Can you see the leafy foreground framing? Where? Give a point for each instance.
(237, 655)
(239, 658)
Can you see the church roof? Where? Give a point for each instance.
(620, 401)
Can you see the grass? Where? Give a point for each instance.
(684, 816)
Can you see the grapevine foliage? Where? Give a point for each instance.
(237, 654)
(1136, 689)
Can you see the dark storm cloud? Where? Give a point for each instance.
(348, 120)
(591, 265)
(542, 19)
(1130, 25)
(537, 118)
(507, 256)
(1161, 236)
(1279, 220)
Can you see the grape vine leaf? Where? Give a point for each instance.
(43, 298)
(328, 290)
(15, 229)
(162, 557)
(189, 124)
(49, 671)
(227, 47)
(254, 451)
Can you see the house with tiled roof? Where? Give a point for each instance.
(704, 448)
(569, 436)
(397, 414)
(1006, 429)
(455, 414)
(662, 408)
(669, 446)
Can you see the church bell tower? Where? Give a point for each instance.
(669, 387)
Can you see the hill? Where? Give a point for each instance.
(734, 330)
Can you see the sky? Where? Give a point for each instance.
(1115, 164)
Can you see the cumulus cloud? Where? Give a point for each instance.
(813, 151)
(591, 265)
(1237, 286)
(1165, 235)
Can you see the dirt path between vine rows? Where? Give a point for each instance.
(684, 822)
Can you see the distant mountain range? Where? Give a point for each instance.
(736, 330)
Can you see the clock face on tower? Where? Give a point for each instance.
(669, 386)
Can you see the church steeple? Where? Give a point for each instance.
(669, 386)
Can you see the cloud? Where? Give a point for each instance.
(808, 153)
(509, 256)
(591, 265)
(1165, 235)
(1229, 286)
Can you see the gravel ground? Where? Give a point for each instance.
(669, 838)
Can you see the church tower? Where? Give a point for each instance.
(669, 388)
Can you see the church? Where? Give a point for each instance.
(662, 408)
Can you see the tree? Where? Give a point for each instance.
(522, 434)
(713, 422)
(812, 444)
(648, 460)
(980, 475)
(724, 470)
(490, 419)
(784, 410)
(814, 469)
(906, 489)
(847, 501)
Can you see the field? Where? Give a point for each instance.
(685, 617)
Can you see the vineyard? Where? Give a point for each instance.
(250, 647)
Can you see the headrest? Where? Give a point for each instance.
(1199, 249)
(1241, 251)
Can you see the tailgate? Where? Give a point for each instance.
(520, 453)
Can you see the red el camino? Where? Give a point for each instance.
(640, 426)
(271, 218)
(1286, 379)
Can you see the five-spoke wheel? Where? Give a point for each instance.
-- -- --
> **GOAL**
Rescale every line from the one containing "Can you see the red" through the end of the records, keeping the requests as they are and multiplying each coordinate in the answer points by 1.65. Round each result to the nearest whole number, with halves rounded up.

> **ANSWER FOR THE TASK**
Can you see the red el camino? Where? Give a point for each instance.
(1056, 703)
(447, 360)
(2122, 625)
Can you see the five-spoke wheel? Where? Give a point for each instance.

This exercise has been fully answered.